> [Aim of the task]: The records that follow are to be copied word for word. Pictures should be omitted.
• • • • • • •
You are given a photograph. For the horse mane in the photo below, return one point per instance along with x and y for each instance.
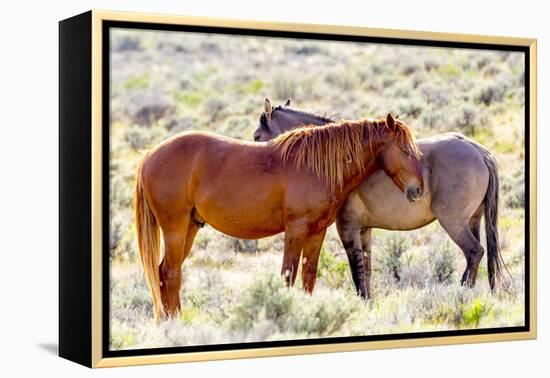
(328, 150)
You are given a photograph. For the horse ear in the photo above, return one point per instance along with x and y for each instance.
(390, 122)
(267, 106)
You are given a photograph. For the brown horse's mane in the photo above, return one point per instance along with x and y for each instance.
(327, 150)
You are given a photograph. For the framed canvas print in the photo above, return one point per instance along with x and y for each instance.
(235, 189)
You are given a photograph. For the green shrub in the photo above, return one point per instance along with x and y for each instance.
(442, 264)
(332, 271)
(394, 246)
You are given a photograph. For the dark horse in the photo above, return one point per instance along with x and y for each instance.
(295, 183)
(461, 185)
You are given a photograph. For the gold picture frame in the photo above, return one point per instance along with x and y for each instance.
(82, 261)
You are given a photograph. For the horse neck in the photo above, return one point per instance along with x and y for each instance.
(296, 118)
(355, 175)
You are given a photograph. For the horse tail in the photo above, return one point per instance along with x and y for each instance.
(148, 236)
(495, 263)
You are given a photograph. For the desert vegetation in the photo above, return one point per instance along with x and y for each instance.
(163, 83)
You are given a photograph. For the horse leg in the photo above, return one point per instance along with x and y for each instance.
(294, 242)
(350, 236)
(475, 223)
(310, 259)
(366, 242)
(176, 250)
(462, 235)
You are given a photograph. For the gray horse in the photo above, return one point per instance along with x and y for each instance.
(460, 186)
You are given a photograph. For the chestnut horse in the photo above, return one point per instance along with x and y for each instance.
(461, 185)
(295, 183)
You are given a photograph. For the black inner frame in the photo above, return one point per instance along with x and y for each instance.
(107, 25)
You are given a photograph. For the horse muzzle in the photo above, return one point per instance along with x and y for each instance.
(414, 194)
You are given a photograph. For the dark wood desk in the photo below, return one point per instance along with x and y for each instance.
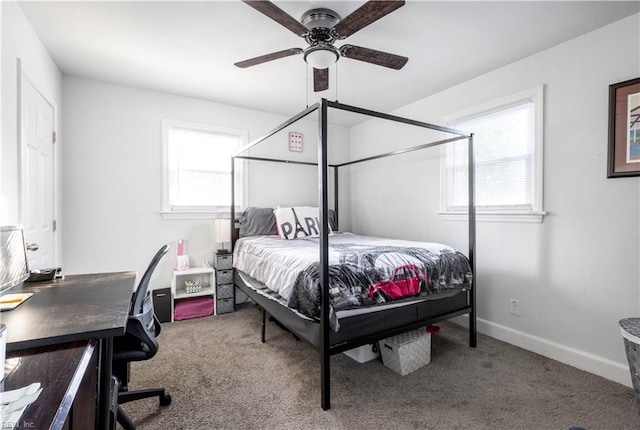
(78, 308)
(67, 374)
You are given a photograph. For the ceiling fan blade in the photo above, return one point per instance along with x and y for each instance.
(278, 15)
(372, 56)
(320, 80)
(369, 12)
(268, 57)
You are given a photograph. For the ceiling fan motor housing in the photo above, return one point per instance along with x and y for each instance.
(320, 17)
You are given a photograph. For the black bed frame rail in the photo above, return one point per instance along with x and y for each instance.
(325, 348)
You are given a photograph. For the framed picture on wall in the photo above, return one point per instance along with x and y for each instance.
(624, 129)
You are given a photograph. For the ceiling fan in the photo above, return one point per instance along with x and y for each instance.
(321, 28)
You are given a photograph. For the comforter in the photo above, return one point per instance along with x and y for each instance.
(363, 270)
• • • • • • •
> [Solved exercise]:
You are given a photograph. For the horse mane in the photo below, return one point per instance along with x and y for each instance.
(328, 150)
You are given a photograph. For the horse ear in the photo above, return one point per instance along with x and y for each instance.
(390, 122)
(267, 106)
You are given a photograph. For the brown horse's mane in the photo above, return one point per instance along with x and y for each instance.
(327, 150)
You are given a photograph. For the framed canvas print in the photo above, return one point per instance along with x and y for each instance.
(235, 189)
You are given a photograph. For the green shrub in the photo above, return one point per instance along with x and y for each instance.
(442, 264)
(332, 271)
(394, 246)
You are given a photograph. For the dark horse in the photo above, return one point per instance along with x and y for each instance.
(295, 183)
(461, 185)
You are given a photograph. For the gold picture frame in the photo above, return one point per instance along with x and y for each instance.
(82, 261)
You are given a photograph. For the horse neck in the photo above, return one point per instance along with x and y for each instance.
(296, 118)
(355, 175)
You are given a photograph. For the horse tail in the photo above, return one point per instance along with x and y for each instance.
(148, 236)
(495, 263)
You are given a photograph. For the desert vegetation in the photo above, return one point per instance along with x and y for each instance.
(163, 83)
You are given a photograph. For the horse leg in the photo above, return one point per instance along with x and y for each instance.
(294, 242)
(350, 236)
(475, 223)
(310, 259)
(366, 242)
(176, 250)
(462, 235)
You are given a photograph. For the gray horse in the photo above, return one point per instance along with x and y for each instance.
(460, 186)
You are given a photograph. For the chestnut horse in the photo above, return one point per instance along with x and y for each instance.
(461, 185)
(295, 183)
You are given a photograph. For the black inner frame in the photo above, return one point per instance along with x and y for each instance.
(107, 25)
You are given a photograph. For the horse muzzle in the photo above, return one point per instance along with x and y for each instance.
(414, 194)
You are given a photograph. For the dark wood desk in the photo below, return one point per instance along with x and y for each instance.
(78, 308)
(67, 374)
You are given a photograph. For the ceiling fan blade in the photo above, return one point per instance along with x and y for each instance.
(278, 15)
(372, 56)
(320, 80)
(369, 12)
(268, 57)
You are given a photograph. For the ceiling fan motor housing in the photo above, return one point per instance along with x and y for each instance.
(320, 17)
You are given a photograph. For the black bed frame rail in the photo above, return one point per instance along with x and y for each instance.
(325, 348)
You are given a photograph. For the framed picture on wall in the photo above, return one point per instance along with x and y for each instance.
(624, 129)
You are given a photograph. For the ceiling fan in the photo above, return one point per instance along with x and y for each instance.
(321, 28)
You are given a photograph. For the comforter in the photo above, return one point per instance along with x and y for each instance.
(363, 270)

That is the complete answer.